▸ **AIM**
Can you write out every one of the records below, word for word?

▸ **RECORDS FOR THE TASK**
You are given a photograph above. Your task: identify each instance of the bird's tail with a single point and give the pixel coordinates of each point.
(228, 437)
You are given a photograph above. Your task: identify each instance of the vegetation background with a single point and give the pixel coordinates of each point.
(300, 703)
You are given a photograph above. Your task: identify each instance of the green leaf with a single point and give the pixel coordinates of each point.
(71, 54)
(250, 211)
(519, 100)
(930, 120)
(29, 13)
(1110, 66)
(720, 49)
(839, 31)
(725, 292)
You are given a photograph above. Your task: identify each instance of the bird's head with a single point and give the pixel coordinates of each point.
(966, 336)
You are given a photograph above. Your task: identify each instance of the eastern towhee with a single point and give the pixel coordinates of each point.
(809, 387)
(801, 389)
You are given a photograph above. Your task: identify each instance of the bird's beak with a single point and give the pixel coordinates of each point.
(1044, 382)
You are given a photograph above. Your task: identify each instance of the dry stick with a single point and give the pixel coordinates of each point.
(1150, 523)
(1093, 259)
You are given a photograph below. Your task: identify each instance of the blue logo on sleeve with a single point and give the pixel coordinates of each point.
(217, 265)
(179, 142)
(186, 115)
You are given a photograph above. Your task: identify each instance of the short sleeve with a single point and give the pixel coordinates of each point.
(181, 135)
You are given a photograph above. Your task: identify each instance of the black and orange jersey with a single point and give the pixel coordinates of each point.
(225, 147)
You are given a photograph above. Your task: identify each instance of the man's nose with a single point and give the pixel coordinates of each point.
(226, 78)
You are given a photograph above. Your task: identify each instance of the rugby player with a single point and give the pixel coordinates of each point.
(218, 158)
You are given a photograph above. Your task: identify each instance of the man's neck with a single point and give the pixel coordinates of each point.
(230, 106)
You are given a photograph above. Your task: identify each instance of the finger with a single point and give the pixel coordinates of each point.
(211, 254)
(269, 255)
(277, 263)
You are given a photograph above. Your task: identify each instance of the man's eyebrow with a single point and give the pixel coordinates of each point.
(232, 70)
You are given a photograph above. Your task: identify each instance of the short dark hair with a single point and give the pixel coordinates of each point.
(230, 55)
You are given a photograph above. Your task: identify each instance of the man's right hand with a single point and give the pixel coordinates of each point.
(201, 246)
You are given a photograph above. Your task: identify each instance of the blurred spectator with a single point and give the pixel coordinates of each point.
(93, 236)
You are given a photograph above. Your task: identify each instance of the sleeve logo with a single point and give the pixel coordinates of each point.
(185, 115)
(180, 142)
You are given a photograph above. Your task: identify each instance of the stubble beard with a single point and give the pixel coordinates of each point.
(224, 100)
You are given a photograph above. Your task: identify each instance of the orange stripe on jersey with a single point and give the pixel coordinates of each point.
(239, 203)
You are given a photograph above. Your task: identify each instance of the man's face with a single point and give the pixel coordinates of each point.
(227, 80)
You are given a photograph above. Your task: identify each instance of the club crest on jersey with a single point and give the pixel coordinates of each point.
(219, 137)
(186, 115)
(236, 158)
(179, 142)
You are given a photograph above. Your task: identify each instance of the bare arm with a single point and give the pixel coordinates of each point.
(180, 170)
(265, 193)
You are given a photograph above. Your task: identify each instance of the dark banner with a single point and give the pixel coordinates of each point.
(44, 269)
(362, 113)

▸ **FULL OUTPUT**
You are given a photograph above. Your task: identify each instance of the bird's tail with a single point and give the pixel coordinates of each point.
(228, 437)
You are given a photograph above. Your task: identify each instance of the vegetation background with a single point and give the pixel coordinates of each point.
(300, 703)
You are given a photograph above. Your task: identify each instance of the green leaf with a single point and give the pixel coordinates of each point.
(71, 54)
(250, 211)
(519, 100)
(930, 120)
(29, 13)
(1110, 66)
(720, 49)
(839, 31)
(725, 292)
You are given a photograph above. Your task: identify each instance of the bird's head with a single point and give the pixel coordinates of each point.
(966, 336)
You are given a photograph above. Your task: identify each instance of the eastern towhee with a single point and give the pixel coordinates of each point.
(809, 387)
(801, 389)
You are given a photograph above. Your task: identify each instance of the bird's beak with a single point and give the pixel coordinates of each point.
(1044, 382)
You are given a photograph above. Your task: identify each instance of the dry stick with a single point and give the pixel coordinates of each point.
(1150, 523)
(1093, 259)
You are given a photograph below. Your task: identify each instance of the blue logo on sleeve with a single point and give the pixel coordinates of each point.
(217, 265)
(179, 142)
(186, 115)
You are given a photograph above. Your task: identify each instance of the short sleeve with a single point and give the pixel coordinates of each point.
(181, 135)
You are given a photograph above. Your task: identify each instance of the black and orange jersey with a single point and give the pixel coordinates of each point.
(225, 147)
You are given a photograph above. Your task: identify each instance of the man's nose with a single point and give the pixel coordinates of each point.
(226, 78)
You are given a photograph above. Your task: identify each instance of the rugby player with a single point and give the pixel coordinates of each point.
(218, 158)
You are given a photograph above. Your task: identify each instance of the man's neck with a single point and give the pixel coordinates of each point.
(230, 106)
You are given a photograph above. Your task: identify each instance of the finger with a single point and give the pixel coordinates of each point.
(211, 254)
(269, 255)
(277, 263)
You are given a photograph above. Your task: identify each instance of the man's eyebrow with a single point and give the pixel coordinates of each point.
(232, 70)
You are given a photograph above. Your task: identify each instance of the short dark hair with a single point and give the pixel coordinates of each point.
(230, 55)
You are given a photograph above. Your task: identify each instance of the man's right hand with a single point and give the pixel coordinates of each point.
(201, 246)
You are given a photograph above. Your task: identify each instance of the blurred spectator with a single point and give the pixel coordinates of each point.
(93, 236)
You are given a photograph above. Your task: identify each instance of the sleeve logo with a single point and give the pixel coordinates of each point.
(185, 115)
(180, 142)
You are given a photograph above. Your task: identify each instance of the stubble beard with a single point and give the pixel coordinates of each point.
(224, 100)
You are given a photograph above. Your task: identify each instance of the orange stripe on jersey with a single point and give the pixel coordinates of each point.
(239, 203)
You are given a photograph above. Your task: identify each instance of the man's face with a single point and give the pixel coordinates of each point.
(227, 80)
You are given a photograph above. Your task: identify each instance of the club crest on jersey with a single point and give the pixel coordinates of each point.
(219, 137)
(186, 115)
(236, 158)
(179, 142)
You are given a photograph above. Your task: identify each instance of the bare arm with a single point and give the pixel coordinates of each point.
(180, 170)
(265, 193)
You are given a photograph above. Your task: identify each instance of the dark banner with a single point and give the pixel coordinates of each point.
(44, 269)
(362, 113)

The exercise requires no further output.